2018 ABANA Conference Highlights
2018 ABANA Conference Highlights
Blacksmithing can be a hot and often sweaty job, and it was even hotter and sweatier at the biennial conference of the Artist-Blacksmith’s Association of North America, held the last four days of June, just outside Richmond, Virginia. To the rhythmic pounding of human- and machine-powered hammers and the roar of numerous forges, members braved unusually torrid weather to watch, learn, teach, and make. Among the highlights:
Whole lotta makin’ goin’ on
For this practical and action-oriented crowd, the conference was making-heavy, with opportunities for members of all skill levels; some sessions were open to students as young as 8. Visitors could try their hand at a variety of techniques and forge take-home projects such as tools both gentle and fierce (backscratchers to tomahawks), as well as make more decorative items such as a leaf key ring and animal heads.
Watch and learn
Teachers and demonstrators offered a huge range of techniques and perspectives. Jennifer Horn of Daisy Hill Forge, in the farriers’ tent came at it from her “efficient and effective” perspective, modestly stating that “I never considered myself an artist.” Though she does make horseshoes (themselves their own kind of art form), her disclaimer was belied by her table on display. (She also offered encouragement for other art-shy attendees such as reading Austin Kleon’s invaluable little volume, Steal Like an Artist.)
On the other end of the spectrum was Chris Shea, demo’ing techniques involved in his subtle Bough candelabra and discussing nuances of design with delightfully evocative asides – watch those curves so they don’t get “cloying,” he cautioned at one point. He even endorsed a Zen approach to finishing work, calling it “a little quiet time with your piece” – one way to lessen the tedium of the task.
John Medwedeff offered an equally valid counterpoint, reminding us that it’s OK not to love every last part of the process: “The tweaking and fitting and fussing – that’s the S.O.B. part of the project.” Medwedeff and team created a full-size abstract sculpture of rolled and pressed plate forms, based on a small maquette on display. Even as team members meticulously measured with calipers to ensure the right proportions, an exuberantly scrawled note on a nearby whiteboard reminded everyone of the ultimate goal: “Make some ART!”
Finally, a special mention goes to forged fashion goddess Ellen Durkan, whose two-hour demo stretched into four – an inspiring example of “Nevertheless, she persisted.”
Ellen Durkan demonstrates at the conference. Photo: Courtesy of ABANA
Putting the “hand” in handmade
POMMs, aka the Patient Order of Meticulous Metalsmiths, are a group of artists whose name says it all. Five members were on-site creating a sculpture showing historical tools, which they made using only hand tools at coal forges – and they did it all with flair and fun. (Two other members were not present, but contributed elements for the sculpture.)

___

→ **Problem details**
Please copy word for word the part of the text on the 2018 ABANA conference that begins with the words containing "Ellen Durkan demonstrates" and ends with "for the sculpture.)".

→ **Information**
___

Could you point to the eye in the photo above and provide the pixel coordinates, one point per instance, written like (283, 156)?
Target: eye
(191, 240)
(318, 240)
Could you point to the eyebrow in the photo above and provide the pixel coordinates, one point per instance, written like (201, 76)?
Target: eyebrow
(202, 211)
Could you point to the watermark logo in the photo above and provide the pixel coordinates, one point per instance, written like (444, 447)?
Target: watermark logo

___

→ **Output of the exercise**
Ellen Durkan demonstrates at the conference. Photo: Courtesy of ABANA
Putting the “hand” in handmade
POMMs, aka the Patient Order of Meticulous Metalsmiths, are a group of artists whose name says it all. Five members were on-site creating a sculpture showing historical tools, which they made using only hand tools at coal forges – and they did it all with flair and fun. (Two other members were not present, but contributed elements for the sculpture.)